Using the information:
- a) Decide whether each statement agrees with the article on farm suicides in India, and support each yes or no with the deciding words quoted from the article: (i) farm suicides in India fell from 13,754 in 2012 to 11,744 in 2013; (ii) Maharashtra headed the list of farm suicides for the tenth consecutive year; (iii) West Bengal recorded no suicides in 2012 or 2013.
- b) According to the article on farm suicides in India, how many farm suicides did Pondicherry record in 2009?

Exercise text:
══════════════════════════════
Have India's farm suicides really declined?
- 14 July 2014
- From the section India
Are fewer farmers killing themselves in India today?
Yes, according to the latest data from the country's National Crime Records Bureau (NCRB).
A total of 11,744 farmers ended their lives in India in 2013, down from 13,754 farmers in 2012.
Most farm suicides have been linked to debt, a sharp rise in input costs, serious water crises, price volatility and crop failure due to pest attacks and disease. A total of 296,438 farmers have killed themselves in India since 1995.
The latest numbers show a very welcome decline - until you look at the numbers more closely.
With a total of 7,653 cases, five key states - Maharashtra, Andhra Pradesh, Chhattisgarh, Madhya Pradesh and Karnataka - still account for two-thirds of all farmer suicides in the country. There are no changes in the pattern there. Also, 15 other states recorded mostly mild increases.
Also, with 3,146 suicides, Maharashtra, India's richest state, tops the grim list for the 12th year in a row. The state alone has accounted for an alarming 60,750 farm suicides since 1995.
The fall in numbers coincides with a growing trend of states with traditionally high farm suicide numbers declaring zero or near-zero suicides in recent years.
Chhattisgarh has done this three years in a row now since 2011: it has declared 0, 4 and 0 suicides. West Bengal recorded no suicides in both 2012 and 2013.
What if we take a three-year average for these states before they began showing up virtually no suicides?
For Chhattisgarh that average was 1,567 suicides, and for West Bengal, 951.
This is not to say that states cannot or have not seen any decline at all. Also, one-off annual rises or falls are quite normal.
It is just that the nature of the decline as recorded in the past three years appears to be highly suspect.
So Chhattisgarh, a state that saw some 14,000 farm suicides from 2001 to 10, suddenly has none at all in the last three years.
Pondicherry, for long the worst among the federally-governed union territories in farm suicides, has declared a zero figure in 2011, 2012 and 2013. In 2010, it claimed only four suicides. But in 2009, its figure was 154 farm suicides.
"Clearly, massaging of the data continues," says Prof K Nagaraj, an economist at the Chennai-based Asian College of Journalism, whose study on farm suicides in India remains the most important one on the subject.
"When you want to play down very bad numbers in one column, you can't just erase them. You have to fit them into some other category. Shoving unwanted numbers into 'Others' is the common route to data massaging."
And that's exactly the trend in the data that India's states have been submitting to the NCRB.
Here's another thing that possibly gives away the heavy massaging the data have been subject to at the state level.
On the same page as the NCRB data which records the victims as "Self-employed (farming/agriculture)" is another column: "Self-employed (Others)."
As Chhattisgarh's farm suicide numbers have dwindled to zero, its numbers of suicides in this "Self-employed (Others)" column have swollen.
In the years when Chhattisgarh wasn't blanking out farm suicides numbers - 2008 and 2009, for example - its figures for suicides in this "Others" column were 826 and 851.
══════════════════════════════
Information supplied:
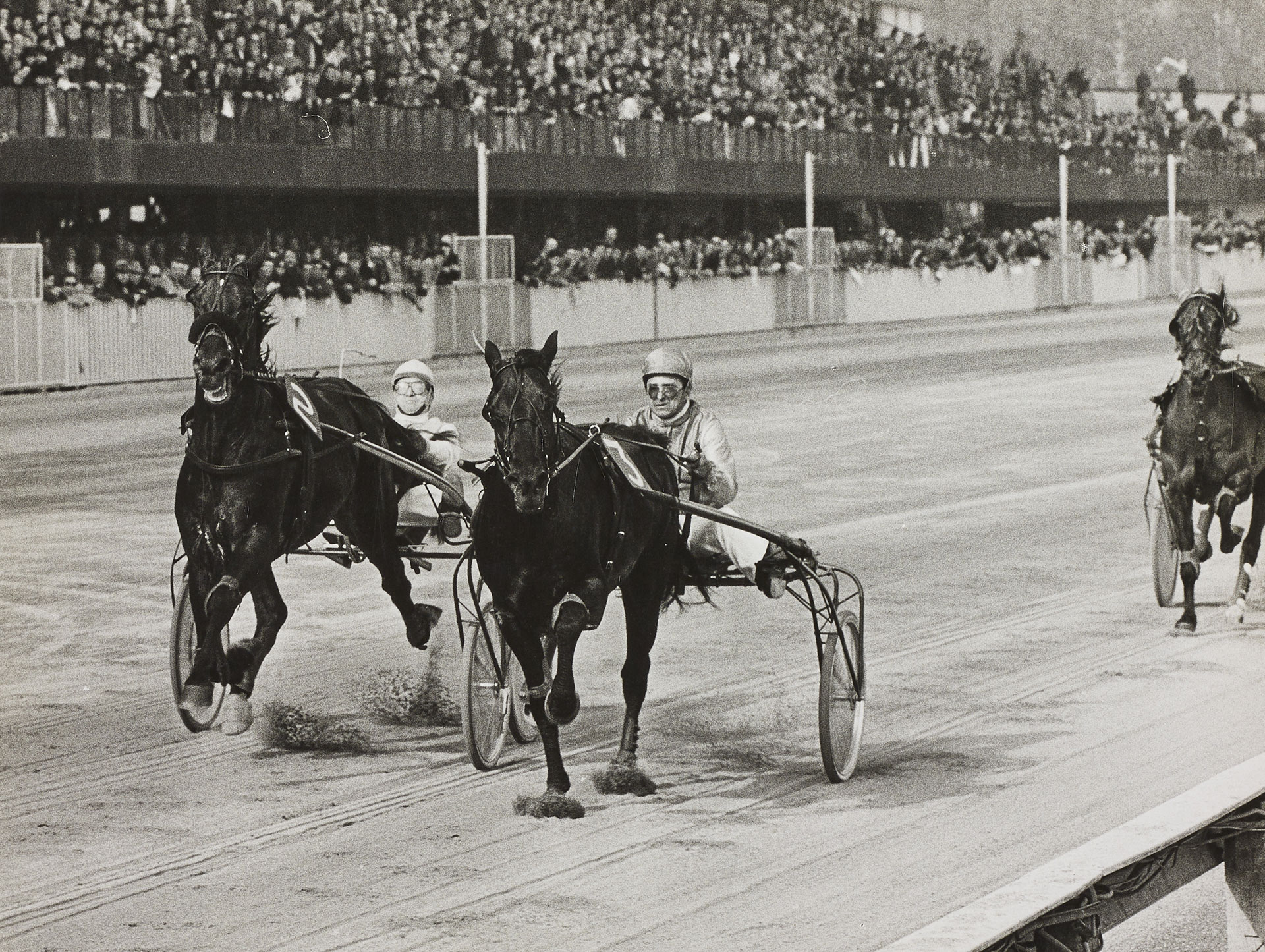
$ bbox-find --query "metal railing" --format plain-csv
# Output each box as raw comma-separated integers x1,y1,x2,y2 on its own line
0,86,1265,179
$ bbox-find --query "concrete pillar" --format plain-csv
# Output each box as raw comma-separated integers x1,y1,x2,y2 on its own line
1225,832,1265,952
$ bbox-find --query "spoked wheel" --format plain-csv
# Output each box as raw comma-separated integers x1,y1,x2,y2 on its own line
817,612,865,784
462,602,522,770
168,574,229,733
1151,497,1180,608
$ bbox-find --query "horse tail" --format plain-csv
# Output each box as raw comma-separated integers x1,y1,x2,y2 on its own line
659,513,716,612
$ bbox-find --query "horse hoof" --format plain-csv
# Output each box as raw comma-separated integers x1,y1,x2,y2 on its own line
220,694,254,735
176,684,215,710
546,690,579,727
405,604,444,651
══════════════════════════════
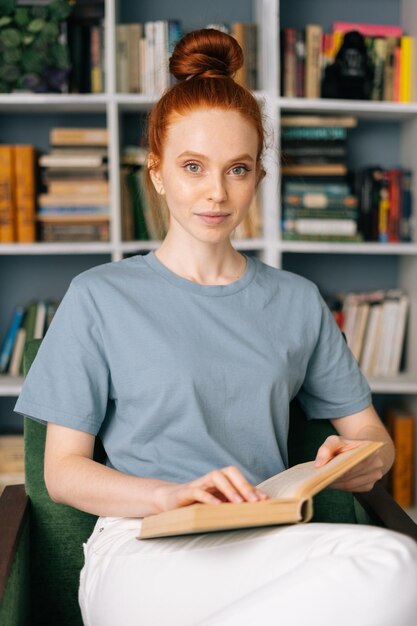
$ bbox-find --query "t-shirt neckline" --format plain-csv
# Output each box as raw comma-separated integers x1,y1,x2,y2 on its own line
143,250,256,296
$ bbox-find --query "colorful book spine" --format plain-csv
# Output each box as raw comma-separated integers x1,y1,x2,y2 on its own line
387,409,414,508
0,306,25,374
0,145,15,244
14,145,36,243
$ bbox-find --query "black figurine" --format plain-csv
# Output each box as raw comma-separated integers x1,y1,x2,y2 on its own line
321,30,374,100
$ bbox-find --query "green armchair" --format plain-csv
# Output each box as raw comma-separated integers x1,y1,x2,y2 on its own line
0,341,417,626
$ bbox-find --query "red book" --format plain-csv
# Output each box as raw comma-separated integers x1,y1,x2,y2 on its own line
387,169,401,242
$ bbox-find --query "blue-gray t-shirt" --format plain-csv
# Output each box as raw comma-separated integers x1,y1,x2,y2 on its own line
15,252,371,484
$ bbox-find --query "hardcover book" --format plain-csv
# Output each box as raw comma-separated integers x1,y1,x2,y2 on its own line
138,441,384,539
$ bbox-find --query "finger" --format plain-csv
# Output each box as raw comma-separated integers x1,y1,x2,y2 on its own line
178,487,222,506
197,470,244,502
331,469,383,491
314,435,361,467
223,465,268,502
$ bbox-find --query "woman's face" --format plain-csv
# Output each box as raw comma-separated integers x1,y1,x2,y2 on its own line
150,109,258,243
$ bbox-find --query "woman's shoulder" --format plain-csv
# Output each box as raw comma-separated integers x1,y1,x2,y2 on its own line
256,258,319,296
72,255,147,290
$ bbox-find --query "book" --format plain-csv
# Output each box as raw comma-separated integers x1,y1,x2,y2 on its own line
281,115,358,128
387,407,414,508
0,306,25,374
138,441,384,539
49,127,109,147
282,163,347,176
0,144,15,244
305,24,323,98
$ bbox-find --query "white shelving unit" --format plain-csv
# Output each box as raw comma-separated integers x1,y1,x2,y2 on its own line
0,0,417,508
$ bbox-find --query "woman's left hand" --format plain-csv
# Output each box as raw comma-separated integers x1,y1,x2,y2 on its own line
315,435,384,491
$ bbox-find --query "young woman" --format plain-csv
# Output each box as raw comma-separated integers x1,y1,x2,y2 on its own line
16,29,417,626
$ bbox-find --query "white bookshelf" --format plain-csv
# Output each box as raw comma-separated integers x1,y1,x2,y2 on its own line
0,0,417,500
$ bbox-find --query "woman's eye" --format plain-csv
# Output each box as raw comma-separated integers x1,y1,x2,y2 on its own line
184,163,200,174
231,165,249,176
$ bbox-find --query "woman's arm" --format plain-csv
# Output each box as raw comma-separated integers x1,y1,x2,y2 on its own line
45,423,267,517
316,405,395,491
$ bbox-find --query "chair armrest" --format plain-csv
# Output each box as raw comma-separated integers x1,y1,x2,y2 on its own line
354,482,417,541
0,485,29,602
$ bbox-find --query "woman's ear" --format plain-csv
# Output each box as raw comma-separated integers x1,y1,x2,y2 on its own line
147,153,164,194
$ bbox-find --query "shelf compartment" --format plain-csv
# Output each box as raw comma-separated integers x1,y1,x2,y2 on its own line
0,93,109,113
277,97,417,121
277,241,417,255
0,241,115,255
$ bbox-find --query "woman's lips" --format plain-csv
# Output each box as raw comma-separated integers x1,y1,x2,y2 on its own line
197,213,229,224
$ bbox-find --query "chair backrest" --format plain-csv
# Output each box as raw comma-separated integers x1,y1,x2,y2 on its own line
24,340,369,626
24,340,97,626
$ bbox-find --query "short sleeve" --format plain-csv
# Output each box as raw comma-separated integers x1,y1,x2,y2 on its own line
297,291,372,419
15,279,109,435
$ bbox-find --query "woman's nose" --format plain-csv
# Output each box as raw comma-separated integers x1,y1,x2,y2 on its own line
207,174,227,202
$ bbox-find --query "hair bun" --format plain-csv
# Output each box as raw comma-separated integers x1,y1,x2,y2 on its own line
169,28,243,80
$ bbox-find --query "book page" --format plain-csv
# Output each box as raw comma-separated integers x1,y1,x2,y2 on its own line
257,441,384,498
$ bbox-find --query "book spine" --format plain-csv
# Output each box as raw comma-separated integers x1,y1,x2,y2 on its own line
══════════════════════════════
Exercise results:
- a)
(i) Yes: "A total of 11,744 farmers ended their lives in India in 2013, down from 13,754 farmers in 2012."
(ii) No: "Maharashtra, India's richest state, tops the grim list for the 12th year in a row."
(iii) Yes: "West Bengal recorded no suicides in both 2012 and 2013."

- b) 154 farm suicides.